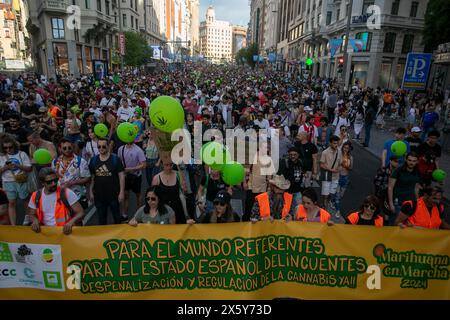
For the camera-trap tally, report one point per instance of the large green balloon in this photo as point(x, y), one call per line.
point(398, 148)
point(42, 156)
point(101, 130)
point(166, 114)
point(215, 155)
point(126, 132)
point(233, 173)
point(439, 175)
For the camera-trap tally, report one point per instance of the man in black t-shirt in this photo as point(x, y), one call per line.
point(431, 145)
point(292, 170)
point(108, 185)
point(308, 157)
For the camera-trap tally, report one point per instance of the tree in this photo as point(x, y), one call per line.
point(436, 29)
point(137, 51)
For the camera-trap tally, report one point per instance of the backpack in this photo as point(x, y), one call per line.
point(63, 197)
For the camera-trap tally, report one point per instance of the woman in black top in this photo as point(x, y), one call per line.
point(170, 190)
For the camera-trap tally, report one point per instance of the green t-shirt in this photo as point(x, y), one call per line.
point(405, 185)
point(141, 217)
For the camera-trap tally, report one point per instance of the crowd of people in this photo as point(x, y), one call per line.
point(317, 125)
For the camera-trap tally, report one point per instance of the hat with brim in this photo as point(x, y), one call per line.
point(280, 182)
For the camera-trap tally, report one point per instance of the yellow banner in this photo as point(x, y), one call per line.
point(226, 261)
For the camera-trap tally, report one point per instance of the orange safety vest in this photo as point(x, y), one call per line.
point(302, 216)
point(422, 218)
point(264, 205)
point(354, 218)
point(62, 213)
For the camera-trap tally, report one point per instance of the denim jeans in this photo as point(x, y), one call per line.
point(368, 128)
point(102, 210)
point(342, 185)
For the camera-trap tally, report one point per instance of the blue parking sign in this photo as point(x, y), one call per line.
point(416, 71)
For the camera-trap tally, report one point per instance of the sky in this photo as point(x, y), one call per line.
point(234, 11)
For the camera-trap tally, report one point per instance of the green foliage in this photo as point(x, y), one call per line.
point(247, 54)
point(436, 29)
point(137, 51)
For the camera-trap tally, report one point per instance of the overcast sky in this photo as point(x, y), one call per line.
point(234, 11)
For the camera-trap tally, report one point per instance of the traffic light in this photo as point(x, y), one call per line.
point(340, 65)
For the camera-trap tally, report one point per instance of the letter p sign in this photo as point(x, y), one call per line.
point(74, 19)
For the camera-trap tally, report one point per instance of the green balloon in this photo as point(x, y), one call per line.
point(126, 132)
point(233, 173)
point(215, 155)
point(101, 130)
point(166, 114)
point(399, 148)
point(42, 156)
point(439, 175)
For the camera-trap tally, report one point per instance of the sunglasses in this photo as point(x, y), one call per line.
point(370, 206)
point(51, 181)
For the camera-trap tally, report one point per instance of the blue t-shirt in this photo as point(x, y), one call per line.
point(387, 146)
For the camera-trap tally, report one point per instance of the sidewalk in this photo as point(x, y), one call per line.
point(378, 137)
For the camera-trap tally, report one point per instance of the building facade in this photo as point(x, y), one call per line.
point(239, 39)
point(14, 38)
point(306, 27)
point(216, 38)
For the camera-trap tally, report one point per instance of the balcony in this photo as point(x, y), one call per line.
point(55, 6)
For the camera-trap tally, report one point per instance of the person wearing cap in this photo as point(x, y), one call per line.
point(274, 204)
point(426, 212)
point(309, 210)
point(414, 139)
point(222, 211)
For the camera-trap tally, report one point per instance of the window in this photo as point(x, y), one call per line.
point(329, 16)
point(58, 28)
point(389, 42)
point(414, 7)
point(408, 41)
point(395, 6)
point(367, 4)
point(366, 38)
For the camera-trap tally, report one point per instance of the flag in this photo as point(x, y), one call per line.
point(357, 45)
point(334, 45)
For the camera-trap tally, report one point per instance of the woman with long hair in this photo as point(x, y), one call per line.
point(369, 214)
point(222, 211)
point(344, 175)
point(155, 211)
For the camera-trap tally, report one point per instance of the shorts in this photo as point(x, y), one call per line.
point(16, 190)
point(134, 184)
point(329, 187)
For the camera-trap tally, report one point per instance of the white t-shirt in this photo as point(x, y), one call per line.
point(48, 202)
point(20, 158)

..........

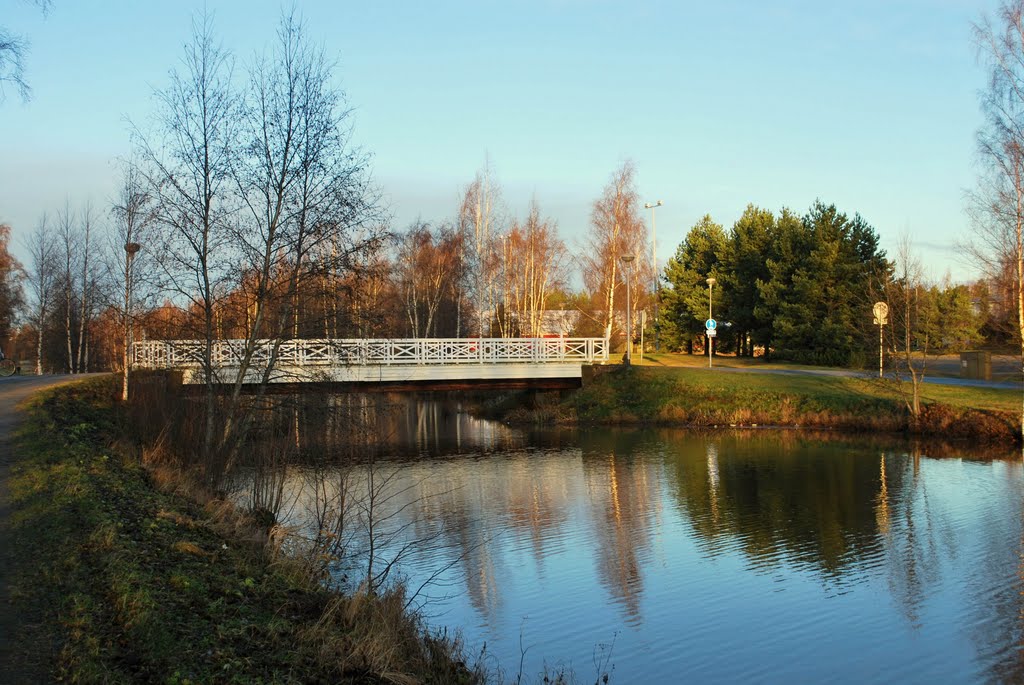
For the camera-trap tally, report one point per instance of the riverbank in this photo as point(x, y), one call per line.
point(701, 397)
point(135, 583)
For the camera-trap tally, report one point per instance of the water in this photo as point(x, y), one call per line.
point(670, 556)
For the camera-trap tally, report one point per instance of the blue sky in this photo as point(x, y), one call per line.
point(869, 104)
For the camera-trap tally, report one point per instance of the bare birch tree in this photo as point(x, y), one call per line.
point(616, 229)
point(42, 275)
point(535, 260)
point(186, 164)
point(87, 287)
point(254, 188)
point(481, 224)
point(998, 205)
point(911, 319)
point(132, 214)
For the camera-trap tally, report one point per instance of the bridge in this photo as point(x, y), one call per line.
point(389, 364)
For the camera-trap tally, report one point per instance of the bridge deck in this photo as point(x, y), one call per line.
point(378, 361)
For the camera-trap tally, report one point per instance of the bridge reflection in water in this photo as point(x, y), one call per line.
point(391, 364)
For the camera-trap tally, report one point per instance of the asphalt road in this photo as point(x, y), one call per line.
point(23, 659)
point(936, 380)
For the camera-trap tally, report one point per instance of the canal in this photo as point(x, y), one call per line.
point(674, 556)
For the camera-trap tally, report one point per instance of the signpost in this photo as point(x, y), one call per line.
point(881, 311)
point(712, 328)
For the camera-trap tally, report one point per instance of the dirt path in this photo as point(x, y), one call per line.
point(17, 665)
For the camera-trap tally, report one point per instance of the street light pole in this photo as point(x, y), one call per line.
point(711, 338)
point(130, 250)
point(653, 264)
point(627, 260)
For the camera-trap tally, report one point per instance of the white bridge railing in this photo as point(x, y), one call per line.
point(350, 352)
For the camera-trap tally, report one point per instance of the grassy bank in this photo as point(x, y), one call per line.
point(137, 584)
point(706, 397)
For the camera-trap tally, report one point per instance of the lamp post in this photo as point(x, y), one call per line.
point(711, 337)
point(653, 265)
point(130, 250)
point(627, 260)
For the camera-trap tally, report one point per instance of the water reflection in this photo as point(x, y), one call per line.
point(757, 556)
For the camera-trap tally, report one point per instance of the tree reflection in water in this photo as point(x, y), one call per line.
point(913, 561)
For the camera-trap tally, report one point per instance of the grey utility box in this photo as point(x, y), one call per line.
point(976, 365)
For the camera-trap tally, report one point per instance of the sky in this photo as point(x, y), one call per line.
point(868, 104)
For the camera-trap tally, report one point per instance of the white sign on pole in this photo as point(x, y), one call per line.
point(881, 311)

..........

■ **Task goal**
Can you rewrite the part of the listing that opens with the line containing "the white t-shirt" and closes with the line containing "point(20, 158)", keeping the request line and shifting every x and y coordinate in its points up by 81?

■ **Response**
For the camera-trap tally, report one point per instance of the white t-shirt in this photo as point(x, y), one call per line.
point(129, 283)
point(101, 239)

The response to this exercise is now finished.